Without including any images, output the listing below exactly.

» **Data extract**:

┌──

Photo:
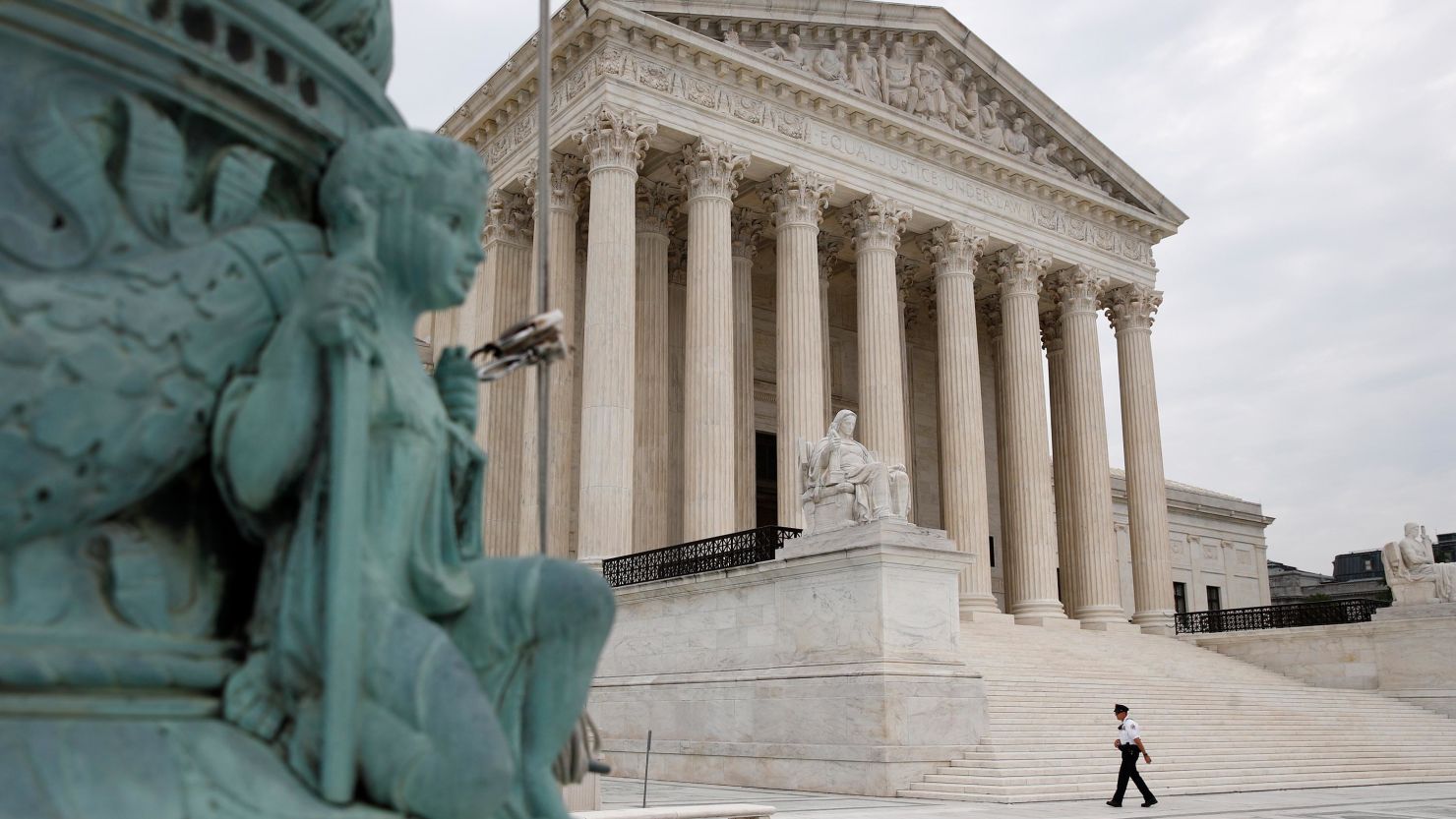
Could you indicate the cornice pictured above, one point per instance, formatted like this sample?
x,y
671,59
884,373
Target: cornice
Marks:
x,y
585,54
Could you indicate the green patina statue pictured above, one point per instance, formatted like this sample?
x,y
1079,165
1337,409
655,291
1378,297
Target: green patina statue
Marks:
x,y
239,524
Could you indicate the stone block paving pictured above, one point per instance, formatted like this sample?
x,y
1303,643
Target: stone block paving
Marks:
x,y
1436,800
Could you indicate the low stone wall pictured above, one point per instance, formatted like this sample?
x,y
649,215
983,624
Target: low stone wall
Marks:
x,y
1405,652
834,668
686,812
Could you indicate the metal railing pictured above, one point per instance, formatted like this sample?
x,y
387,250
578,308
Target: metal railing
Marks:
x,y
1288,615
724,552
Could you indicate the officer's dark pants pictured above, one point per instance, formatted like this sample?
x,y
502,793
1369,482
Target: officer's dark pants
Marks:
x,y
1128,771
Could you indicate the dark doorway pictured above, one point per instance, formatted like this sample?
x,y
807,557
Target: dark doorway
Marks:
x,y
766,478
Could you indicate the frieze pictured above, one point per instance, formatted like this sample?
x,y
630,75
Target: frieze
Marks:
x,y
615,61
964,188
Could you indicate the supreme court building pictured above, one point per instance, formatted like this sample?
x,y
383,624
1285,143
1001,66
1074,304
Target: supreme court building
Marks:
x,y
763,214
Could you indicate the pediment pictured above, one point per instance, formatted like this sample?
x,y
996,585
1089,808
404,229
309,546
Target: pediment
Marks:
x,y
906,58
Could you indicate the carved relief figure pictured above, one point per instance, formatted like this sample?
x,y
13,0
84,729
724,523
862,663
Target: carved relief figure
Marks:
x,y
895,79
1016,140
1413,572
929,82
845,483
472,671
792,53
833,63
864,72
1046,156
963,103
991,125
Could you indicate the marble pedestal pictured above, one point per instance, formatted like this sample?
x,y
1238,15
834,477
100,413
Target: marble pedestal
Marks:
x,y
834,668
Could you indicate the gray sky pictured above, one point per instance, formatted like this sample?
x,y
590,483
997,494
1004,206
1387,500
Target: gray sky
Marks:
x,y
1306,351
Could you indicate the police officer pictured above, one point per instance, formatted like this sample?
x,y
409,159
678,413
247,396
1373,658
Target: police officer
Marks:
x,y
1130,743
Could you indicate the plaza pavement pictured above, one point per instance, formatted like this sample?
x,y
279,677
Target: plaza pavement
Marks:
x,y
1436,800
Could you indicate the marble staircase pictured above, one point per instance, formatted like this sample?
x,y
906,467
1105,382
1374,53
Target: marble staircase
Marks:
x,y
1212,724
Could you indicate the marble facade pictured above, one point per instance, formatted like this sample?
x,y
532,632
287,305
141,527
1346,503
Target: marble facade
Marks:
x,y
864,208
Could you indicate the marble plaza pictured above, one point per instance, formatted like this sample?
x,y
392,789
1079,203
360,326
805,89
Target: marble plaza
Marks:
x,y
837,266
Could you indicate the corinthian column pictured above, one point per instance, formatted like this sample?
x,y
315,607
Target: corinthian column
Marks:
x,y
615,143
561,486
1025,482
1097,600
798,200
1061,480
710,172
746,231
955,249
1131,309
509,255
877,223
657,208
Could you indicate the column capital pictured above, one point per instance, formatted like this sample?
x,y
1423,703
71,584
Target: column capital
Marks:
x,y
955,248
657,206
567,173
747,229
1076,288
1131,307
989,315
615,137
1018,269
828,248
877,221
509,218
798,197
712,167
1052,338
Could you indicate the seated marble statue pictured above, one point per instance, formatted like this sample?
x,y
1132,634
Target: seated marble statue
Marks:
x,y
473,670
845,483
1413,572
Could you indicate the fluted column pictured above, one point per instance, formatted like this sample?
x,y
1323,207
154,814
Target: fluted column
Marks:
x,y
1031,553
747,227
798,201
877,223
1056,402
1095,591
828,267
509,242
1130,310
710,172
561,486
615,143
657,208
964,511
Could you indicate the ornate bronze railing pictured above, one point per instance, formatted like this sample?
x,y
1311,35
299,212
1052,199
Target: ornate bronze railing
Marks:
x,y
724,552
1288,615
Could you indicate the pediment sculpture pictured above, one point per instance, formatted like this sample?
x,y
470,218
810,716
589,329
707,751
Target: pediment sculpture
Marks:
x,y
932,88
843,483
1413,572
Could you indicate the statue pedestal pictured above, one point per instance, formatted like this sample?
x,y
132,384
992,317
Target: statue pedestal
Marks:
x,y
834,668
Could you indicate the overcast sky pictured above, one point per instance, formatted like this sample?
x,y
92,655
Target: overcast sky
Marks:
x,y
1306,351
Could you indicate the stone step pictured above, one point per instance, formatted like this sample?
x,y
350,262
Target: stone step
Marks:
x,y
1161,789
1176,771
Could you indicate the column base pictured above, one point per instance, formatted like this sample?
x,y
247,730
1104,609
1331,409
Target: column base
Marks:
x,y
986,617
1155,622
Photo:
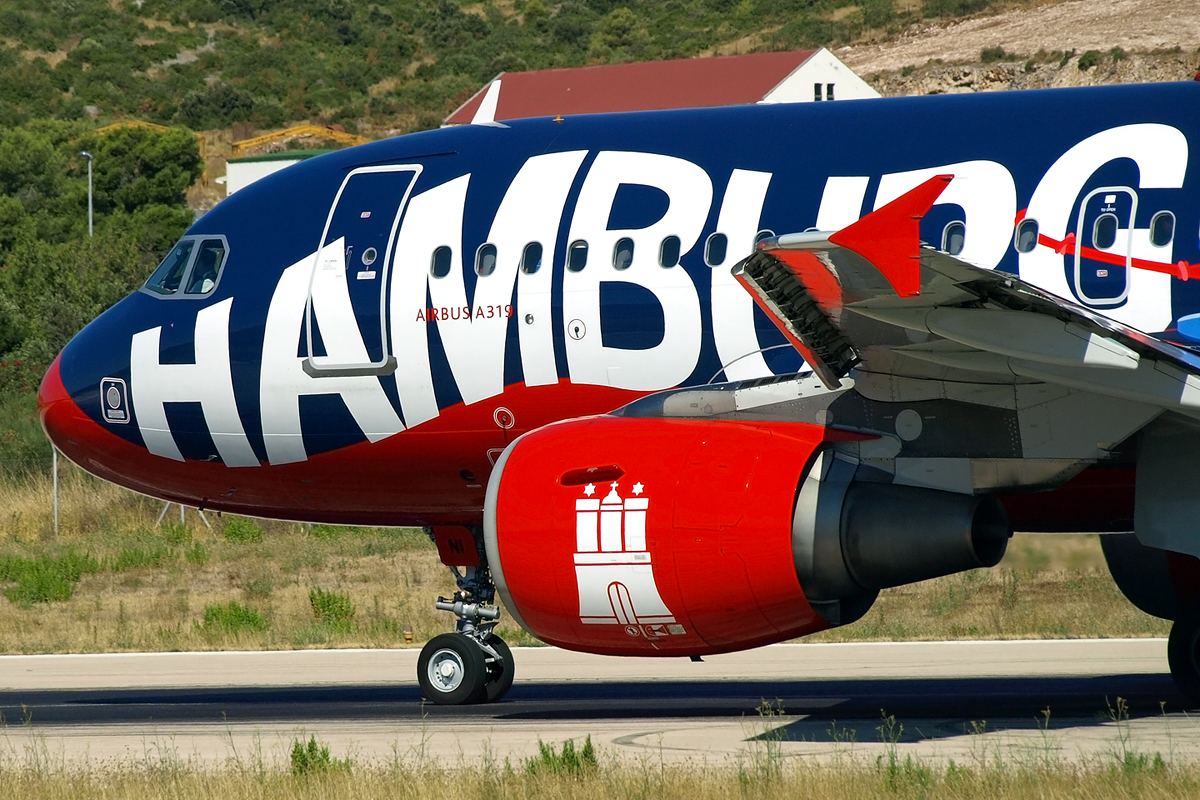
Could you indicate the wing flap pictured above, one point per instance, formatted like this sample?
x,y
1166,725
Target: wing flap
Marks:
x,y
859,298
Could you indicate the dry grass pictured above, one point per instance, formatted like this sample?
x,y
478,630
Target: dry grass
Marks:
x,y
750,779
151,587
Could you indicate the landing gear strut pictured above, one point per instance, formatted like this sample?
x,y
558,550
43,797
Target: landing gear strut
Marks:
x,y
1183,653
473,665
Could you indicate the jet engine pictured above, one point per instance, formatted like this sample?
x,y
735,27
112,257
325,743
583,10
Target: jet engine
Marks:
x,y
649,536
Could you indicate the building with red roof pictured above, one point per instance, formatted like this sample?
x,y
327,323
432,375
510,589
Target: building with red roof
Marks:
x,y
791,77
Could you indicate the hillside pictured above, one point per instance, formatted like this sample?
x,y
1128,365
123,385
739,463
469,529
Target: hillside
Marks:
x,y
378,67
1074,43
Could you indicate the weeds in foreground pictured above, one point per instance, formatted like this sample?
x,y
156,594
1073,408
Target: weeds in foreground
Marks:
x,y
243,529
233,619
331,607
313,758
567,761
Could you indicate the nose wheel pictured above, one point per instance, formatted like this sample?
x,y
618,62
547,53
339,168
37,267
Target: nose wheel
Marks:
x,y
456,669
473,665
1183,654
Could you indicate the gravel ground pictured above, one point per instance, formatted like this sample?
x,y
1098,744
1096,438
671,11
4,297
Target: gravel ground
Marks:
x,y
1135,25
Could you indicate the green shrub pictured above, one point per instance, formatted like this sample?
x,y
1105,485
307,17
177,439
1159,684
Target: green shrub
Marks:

└──

» **Completed exercise**:
Photo:
Could you indicate the cornice pictured above, one point per instance, formatted like this sample?
x,y
671,59
884,373
Target: cornice
Marks:
x,y
585,54
Could you indicate the green patina statue pictured above, one point per instance, formatted like this sample?
x,y
1079,165
1337,409
655,291
1378,297
Target: green patina statue
Marks:
x,y
239,524
Could you indicate the stone block paving pictured above, one point per instance, formatted like this sample?
x,y
1303,643
Target: stone block paving
Marks:
x,y
1436,800
Could you indicate the low stone wall pictured above, one point per instance, formatted like this sample?
x,y
649,215
983,624
Target: low stone wall
Marks:
x,y
1405,652
834,668
686,812
Could you indicate the metal railing pictured above, one point per instance, formatted like this sample?
x,y
387,250
578,308
Target: metal railing
Marks:
x,y
1288,615
724,552
Could you indicate the officer's dark pants pictured above, one point per instance, formatted like this sample?
x,y
502,793
1369,482
Target: officer's dark pants
Marks:
x,y
1128,771
Could you indicate the dark doorway pictured above, one point per instance, formatted like this sample?
x,y
807,557
Target: dark doorway
Marks:
x,y
766,478
Could you indicate the frieze pictured above, one point per instance, formatted like this sample?
x,y
630,75
Target: frieze
Marks:
x,y
615,61
964,188
Could you indicate the supreme court building pictured above, one point per instance, formatted like this sample?
x,y
383,624
1285,143
1001,66
1074,304
Target: supreme court building
Marks:
x,y
763,214
Could you indicate the pediment pictured above, one point per instance, formatted like this sample?
x,y
996,585
1089,808
404,229
309,546
Target: pediment
Marks:
x,y
906,58
Could you indicate the carved relief figure pictured above, one point per instance, formatted like this sample?
x,y
13,0
84,729
724,523
862,663
Target: carved relief figure
Marks:
x,y
895,79
1016,140
1413,572
929,82
845,483
472,671
792,53
833,63
864,72
1046,156
963,103
991,125
Could you indicate the marble pedestal pictured above, one point per instance, formatted like this sample?
x,y
1238,15
834,477
100,413
Target: marble pedestal
Marks:
x,y
834,668
Could you indicate the gray sky pictured above, one point per instance, formatted like this sample?
x,y
590,483
997,494
1004,206
1387,500
Target: gray sky
Marks:
x,y
1306,351
Could you indicate the police officer pictured above, one point per instance, formatted like this sample?
x,y
409,159
678,413
247,396
1373,658
Target: police officer
Marks:
x,y
1130,743
Could you indicate the plaza pavement pictured above, one point per instance, formatted like this sample?
x,y
279,677
Target: plaza pavement
Marks:
x,y
1436,800
Could you indicate the marble staircase pictured above, one point per instance, formatted like this sample?
x,y
906,467
1105,382
1374,53
Target: marble staircase
Marks:
x,y
1212,724
Could you indicate the marble facade pictured above, one point per instance, formatted like this sample?
x,y
532,632
287,305
141,527
1346,503
Target: marble facade
Marks:
x,y
864,208
Could you indicate the marble plaza pictured above, one point per instance, formatted like this sample?
x,y
392,789
1079,203
360,326
805,89
Target: marble plaza
Marks:
x,y
837,266
Could you indicate the corinthian column pictured above, one point per instance, formatted like this sample?
x,y
315,607
Target: corinthian column
Marks:
x,y
615,143
561,486
1025,482
1097,600
798,200
1061,480
710,172
746,231
955,249
1131,309
509,255
877,223
657,208
Could you indicate the column capital pictured above, one point per instance, formatted like this sample?
x,y
1423,703
71,584
Target: column capital
Marks:
x,y
955,248
657,206
567,173
747,229
1076,288
1131,307
989,315
615,137
1018,269
828,248
877,221
509,218
798,197
712,167
1052,338
Could you indicate the seated marble statue pictured above, one point per instance, formatted like this sample?
x,y
1132,634
Target: seated marble statue
Marks:
x,y
473,670
845,483
1413,572
Could you indicate the fluted column pictured above, one point per instance, formatted like this sample?
x,y
1323,207
154,814
Target: fluted column
Marks:
x,y
1031,553
747,227
798,201
877,223
1056,402
1095,591
828,267
509,242
1130,310
710,172
561,486
615,143
657,208
964,511
Could you indicate the ornate bronze railing pictured above, one point per instance, formatted like this sample?
x,y
1311,35
299,212
1052,199
Target: ornate bronze railing
Marks:
x,y
724,552
1288,615
Could you indicate the pediment sculpture pictured above, one point per instance, formatted like this sample?
x,y
470,218
810,716
589,329
707,751
Target: pediment sculpture
Marks:
x,y
932,88
843,483
1413,572
Could you indicate the statue pedestal pictured above, one point per instance, formatted like this sample?
x,y
132,384
992,317
Target: statue pedestal
Marks:
x,y
834,668
Could you indicate the overcast sky pictured above, one point per instance, formatted like this sample?
x,y
92,655
Target: overcast sky
Marks:
x,y
1306,351
Could you indicate the stone step pictured above, one point per instance, formatted like this sample?
x,y
350,262
Target: stone step
Marks:
x,y
1161,789
1176,771
Could you indicate the column base pictured above, one point per instance, formatted like this sample?
x,y
247,730
1104,609
1331,409
Target: column base
Marks:
x,y
986,617
1155,622
Photo:
Could you indicate the wing flap pictured above, one point per instance, formatted like this sample?
x,y
1166,725
Target: wing flap
Marks:
x,y
859,298
Could you indicate the dry grass pictured above, one point per instance, formatted like this sample?
x,y
478,630
Target: dry grass
Marks:
x,y
750,779
151,587
Could you indicate the landing gear strut pictured above, one point per instance, formatted like this sample?
x,y
558,550
43,797
Target: landing gear strut
Marks:
x,y
1183,653
473,665
Could you indicate the jet engine pictured above, one point per instance, formatted like this sample?
x,y
735,27
112,257
325,743
583,10
Target: jet engine
Marks:
x,y
649,536
Could you indicate the building with red roof pictured above, one point per instance, formatted like this sample?
x,y
327,323
432,375
510,589
Target: building with red roof
Marks:
x,y
791,77
Could you indicate the hillside pictured above, one point per instance, formatted like this sample?
x,y
1128,365
123,385
739,463
469,529
Target: hillside
Marks:
x,y
378,67
1074,43
Could you indicate the weeds in foreground pictured above, one point per instance, formatted like this sample?
x,y
156,594
1073,408
Target: weeds in foreground
Marks:
x,y
243,529
233,619
331,607
313,758
567,761
Could you indicate the nose wheel pictured above, one point per instance, formatted like this sample?
x,y
618,62
547,53
339,168
37,267
Target: nose wheel
Marks:
x,y
456,669
473,665
1183,654
Could you indicate the gravel ground pictured above, one point per instance, formatted like this sample?
x,y
1098,744
1096,438
671,11
4,297
Target: gravel ground
Marks:
x,y
1135,25
Could you indicate the green shrub pictured above, one point per instance, formatted like this sample?
x,y
1105,485
307,17
177,439
1159,684
Target: green shrub
Marks:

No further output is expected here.